Start at the line with "Practice. Identify the fern midrib" in the records below, stop at the line with "Practice. Identify the wooden post", and return every line in that span exactly, the two end lines included.

** Opening Supplied material block **

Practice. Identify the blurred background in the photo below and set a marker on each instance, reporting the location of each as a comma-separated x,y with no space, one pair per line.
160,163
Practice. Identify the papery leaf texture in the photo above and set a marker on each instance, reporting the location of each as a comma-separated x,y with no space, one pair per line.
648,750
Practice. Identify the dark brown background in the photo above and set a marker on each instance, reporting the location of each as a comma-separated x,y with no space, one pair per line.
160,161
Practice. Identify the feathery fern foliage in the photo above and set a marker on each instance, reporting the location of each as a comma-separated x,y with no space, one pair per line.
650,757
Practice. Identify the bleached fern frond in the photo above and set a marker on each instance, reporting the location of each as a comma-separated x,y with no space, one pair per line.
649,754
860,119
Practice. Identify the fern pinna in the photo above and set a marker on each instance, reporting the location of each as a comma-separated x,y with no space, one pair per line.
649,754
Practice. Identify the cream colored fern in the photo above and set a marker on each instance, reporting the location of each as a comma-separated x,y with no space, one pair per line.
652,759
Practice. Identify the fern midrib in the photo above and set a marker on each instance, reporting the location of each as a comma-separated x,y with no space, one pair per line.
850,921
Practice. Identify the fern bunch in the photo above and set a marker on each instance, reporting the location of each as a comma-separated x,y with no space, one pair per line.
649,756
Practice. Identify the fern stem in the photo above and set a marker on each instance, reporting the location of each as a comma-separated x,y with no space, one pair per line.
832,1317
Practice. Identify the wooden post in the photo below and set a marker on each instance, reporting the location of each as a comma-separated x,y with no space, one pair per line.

** Closing Supplied material block **
** Opening Supplied material block **

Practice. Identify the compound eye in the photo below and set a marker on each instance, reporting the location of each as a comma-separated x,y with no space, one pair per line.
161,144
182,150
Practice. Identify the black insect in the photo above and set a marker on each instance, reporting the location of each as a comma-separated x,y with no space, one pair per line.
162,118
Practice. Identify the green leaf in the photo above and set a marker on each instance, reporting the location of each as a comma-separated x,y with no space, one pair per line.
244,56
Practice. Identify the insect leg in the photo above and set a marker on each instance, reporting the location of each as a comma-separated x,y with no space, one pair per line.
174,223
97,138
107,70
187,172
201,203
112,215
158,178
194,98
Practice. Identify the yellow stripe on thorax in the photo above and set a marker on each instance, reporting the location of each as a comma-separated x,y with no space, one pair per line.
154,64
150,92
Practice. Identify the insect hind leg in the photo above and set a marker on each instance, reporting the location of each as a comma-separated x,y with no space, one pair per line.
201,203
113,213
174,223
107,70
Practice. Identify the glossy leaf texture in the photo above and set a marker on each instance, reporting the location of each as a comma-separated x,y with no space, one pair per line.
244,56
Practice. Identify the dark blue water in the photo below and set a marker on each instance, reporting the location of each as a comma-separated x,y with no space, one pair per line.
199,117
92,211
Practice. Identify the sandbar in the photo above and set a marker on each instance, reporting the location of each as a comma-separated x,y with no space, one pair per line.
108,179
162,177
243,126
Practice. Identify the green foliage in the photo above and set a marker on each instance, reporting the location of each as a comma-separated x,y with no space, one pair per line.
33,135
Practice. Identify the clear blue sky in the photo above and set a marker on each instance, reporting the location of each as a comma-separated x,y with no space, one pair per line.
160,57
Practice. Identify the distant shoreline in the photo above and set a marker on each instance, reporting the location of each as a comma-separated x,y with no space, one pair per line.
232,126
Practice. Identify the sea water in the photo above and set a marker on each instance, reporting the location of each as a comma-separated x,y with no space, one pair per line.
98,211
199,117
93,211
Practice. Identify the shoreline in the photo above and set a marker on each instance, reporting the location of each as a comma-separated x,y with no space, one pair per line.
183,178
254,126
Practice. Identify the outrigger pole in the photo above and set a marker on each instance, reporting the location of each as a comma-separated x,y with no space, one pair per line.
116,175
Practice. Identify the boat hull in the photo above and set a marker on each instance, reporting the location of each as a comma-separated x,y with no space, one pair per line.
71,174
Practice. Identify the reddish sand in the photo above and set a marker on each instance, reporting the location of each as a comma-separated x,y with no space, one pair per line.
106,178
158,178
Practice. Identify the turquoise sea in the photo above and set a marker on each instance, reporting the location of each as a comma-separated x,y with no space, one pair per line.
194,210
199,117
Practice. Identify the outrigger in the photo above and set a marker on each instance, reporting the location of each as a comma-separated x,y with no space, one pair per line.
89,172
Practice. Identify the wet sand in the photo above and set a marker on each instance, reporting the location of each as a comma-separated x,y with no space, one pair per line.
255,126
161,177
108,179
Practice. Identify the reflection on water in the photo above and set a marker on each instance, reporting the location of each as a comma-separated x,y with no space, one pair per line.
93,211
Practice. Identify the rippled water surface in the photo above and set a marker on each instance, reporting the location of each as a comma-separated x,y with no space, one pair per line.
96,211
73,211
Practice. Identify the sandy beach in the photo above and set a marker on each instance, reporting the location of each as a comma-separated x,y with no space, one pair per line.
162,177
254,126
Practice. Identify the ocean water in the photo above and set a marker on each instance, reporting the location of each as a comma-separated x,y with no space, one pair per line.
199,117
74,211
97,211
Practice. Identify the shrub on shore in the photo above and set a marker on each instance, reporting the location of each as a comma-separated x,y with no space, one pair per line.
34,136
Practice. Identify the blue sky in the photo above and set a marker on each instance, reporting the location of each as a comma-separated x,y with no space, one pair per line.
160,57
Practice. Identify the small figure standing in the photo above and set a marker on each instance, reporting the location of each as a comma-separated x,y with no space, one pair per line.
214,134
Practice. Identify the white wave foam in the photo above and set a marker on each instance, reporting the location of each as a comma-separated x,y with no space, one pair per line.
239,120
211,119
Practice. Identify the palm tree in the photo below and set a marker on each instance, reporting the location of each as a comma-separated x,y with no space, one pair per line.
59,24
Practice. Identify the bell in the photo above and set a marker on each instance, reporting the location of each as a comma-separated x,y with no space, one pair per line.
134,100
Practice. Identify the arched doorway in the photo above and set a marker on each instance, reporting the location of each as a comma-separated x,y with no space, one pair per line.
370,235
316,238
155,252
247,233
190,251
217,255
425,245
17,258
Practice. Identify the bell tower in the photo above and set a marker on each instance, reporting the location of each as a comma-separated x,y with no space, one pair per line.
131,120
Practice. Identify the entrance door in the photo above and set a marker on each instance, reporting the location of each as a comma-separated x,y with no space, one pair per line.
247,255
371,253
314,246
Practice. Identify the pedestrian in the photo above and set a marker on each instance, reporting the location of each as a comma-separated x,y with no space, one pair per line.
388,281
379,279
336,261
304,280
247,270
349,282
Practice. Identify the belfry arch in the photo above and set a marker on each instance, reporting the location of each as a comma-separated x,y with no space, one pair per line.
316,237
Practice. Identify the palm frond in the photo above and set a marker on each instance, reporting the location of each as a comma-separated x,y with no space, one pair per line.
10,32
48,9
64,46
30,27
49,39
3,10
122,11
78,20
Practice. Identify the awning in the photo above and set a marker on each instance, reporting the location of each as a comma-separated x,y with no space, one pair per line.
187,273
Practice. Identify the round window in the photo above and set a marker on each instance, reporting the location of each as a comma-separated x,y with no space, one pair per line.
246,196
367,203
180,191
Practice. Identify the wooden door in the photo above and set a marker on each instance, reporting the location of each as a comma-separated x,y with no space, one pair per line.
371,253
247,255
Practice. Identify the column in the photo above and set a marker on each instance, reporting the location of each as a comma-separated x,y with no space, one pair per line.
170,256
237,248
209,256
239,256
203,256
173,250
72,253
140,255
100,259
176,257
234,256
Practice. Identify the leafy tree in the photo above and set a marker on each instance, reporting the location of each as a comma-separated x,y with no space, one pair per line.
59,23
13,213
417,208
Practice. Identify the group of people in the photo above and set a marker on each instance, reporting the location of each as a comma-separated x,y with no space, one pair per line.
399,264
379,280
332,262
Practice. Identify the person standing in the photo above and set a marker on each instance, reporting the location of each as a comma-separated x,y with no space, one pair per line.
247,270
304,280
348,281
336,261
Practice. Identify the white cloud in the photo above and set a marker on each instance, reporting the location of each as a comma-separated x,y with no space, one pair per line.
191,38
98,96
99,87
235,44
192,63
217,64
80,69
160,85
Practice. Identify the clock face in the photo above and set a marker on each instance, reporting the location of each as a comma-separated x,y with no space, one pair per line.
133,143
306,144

** Closing Supplied material block **
** Opening Supplied material block **

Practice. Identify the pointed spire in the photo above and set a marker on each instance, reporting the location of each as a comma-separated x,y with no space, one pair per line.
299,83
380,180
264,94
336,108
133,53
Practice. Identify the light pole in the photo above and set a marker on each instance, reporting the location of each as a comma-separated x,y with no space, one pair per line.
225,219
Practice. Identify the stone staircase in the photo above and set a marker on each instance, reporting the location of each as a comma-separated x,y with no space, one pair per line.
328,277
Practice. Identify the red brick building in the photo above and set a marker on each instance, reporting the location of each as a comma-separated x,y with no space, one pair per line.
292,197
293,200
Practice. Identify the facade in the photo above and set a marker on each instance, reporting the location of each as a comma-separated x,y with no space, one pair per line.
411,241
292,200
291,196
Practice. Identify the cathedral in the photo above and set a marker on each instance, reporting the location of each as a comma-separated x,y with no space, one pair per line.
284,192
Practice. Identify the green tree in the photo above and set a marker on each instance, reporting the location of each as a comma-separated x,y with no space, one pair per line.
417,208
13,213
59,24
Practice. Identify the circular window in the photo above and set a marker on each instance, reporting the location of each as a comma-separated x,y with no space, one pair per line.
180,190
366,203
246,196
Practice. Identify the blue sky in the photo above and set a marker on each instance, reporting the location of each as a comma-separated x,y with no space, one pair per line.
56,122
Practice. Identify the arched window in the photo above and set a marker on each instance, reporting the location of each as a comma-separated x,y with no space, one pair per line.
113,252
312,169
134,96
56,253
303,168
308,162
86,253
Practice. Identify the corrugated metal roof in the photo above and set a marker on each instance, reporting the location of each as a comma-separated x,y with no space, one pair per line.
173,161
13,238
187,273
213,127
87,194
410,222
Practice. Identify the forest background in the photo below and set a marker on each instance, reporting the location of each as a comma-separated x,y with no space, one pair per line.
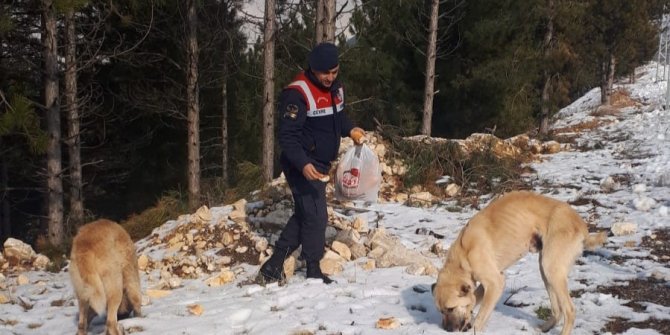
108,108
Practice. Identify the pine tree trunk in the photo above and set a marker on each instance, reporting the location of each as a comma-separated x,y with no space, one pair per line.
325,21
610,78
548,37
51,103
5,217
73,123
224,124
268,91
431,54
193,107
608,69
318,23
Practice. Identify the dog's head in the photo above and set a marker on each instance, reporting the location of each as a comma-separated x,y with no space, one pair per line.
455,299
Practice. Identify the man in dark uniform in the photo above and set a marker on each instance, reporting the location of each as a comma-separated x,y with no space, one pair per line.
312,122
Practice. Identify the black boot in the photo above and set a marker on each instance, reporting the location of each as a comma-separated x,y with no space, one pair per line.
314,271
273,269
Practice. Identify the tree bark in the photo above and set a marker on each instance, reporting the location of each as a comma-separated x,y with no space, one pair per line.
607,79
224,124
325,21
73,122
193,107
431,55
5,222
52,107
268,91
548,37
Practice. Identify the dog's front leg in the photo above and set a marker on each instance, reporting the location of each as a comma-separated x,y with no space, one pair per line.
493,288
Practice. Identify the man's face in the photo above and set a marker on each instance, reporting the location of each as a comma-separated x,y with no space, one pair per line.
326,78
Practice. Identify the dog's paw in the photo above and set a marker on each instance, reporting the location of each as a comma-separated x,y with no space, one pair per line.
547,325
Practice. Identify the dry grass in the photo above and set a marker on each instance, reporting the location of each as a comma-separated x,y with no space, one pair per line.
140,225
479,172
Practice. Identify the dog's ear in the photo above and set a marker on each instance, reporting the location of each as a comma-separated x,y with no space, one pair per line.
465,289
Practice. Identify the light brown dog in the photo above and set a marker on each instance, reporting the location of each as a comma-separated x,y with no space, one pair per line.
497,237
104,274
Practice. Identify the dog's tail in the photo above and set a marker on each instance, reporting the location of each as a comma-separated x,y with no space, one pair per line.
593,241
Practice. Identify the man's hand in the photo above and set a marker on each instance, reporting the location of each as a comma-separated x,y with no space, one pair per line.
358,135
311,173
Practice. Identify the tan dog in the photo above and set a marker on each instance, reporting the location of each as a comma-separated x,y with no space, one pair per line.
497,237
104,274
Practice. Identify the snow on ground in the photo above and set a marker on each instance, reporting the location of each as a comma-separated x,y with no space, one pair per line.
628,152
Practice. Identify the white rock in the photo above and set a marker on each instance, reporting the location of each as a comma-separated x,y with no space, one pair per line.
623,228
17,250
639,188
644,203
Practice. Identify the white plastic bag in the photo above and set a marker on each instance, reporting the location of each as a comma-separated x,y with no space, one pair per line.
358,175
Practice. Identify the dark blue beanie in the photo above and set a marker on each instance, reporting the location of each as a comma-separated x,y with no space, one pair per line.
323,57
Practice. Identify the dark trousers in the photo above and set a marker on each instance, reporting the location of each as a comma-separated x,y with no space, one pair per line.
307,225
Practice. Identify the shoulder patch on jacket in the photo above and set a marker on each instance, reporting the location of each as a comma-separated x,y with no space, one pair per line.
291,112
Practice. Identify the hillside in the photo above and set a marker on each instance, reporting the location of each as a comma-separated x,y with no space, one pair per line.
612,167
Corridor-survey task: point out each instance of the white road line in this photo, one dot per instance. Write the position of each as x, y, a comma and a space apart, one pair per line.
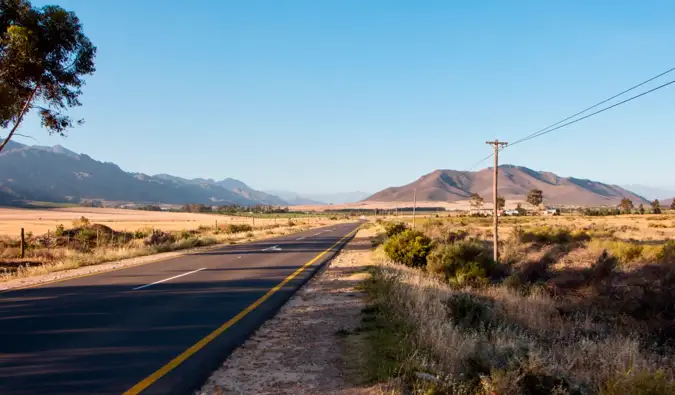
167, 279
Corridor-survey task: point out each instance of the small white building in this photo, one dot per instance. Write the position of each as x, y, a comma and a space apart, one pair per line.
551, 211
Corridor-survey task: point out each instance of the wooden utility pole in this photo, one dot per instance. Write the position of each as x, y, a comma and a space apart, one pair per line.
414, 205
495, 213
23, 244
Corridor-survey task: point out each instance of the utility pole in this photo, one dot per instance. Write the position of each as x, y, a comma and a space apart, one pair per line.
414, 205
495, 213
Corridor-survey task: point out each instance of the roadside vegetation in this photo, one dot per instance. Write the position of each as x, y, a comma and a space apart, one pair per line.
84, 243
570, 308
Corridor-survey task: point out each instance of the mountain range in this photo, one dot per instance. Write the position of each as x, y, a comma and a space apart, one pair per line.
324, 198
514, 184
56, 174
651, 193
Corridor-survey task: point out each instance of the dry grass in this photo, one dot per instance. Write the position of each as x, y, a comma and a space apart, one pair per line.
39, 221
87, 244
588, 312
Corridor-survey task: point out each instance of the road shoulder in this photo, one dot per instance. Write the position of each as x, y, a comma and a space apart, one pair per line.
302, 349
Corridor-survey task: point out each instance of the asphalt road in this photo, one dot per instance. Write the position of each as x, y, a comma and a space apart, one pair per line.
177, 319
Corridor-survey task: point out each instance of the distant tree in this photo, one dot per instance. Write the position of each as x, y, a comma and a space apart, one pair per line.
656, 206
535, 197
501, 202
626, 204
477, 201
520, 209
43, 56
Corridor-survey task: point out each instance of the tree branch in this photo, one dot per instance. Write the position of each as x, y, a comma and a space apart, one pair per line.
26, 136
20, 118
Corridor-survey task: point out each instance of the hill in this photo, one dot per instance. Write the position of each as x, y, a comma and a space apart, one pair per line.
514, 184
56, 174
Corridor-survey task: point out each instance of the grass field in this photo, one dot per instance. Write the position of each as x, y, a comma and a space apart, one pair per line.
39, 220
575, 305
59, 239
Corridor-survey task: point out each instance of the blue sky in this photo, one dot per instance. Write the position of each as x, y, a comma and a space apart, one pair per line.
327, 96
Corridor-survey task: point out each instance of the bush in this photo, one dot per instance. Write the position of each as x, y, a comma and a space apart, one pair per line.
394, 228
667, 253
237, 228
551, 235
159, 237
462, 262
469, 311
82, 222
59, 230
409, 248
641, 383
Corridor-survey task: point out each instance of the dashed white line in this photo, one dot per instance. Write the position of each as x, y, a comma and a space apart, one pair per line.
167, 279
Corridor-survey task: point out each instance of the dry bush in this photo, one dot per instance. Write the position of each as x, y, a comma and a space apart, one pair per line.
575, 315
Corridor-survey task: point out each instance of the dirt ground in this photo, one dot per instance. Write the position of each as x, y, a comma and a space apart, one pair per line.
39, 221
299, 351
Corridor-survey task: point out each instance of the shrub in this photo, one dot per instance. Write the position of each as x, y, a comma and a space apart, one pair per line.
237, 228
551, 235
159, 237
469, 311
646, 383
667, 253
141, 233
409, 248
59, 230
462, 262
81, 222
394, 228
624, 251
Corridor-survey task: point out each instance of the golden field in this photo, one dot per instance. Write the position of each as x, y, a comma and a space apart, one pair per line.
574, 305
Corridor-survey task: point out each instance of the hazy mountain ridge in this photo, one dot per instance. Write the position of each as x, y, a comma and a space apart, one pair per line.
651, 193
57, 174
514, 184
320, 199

** Closing Supplied material block **

> Output:
Practice. Identify the fern midrib in the photo above and set a marker on each instance, reporting the location of each as a comma-separated x,y with no space, one pair per line.
850,921
Practice. Identify the fern bunch in the photo above and set a marker on each instance, reporting the location of each as a comma-separated x,y with no space, one pair per line.
649,756
Practice. Identify the fern stem in the photo above and set a marker on each instance, reporting the location of each as a comma-separated x,y with no space, one pair per line.
832,1317
Practice. Identify the wooden post in the photo below and set a marker on each instance, reporting the location of each as a comma-separated x,y with no space, one pair per line.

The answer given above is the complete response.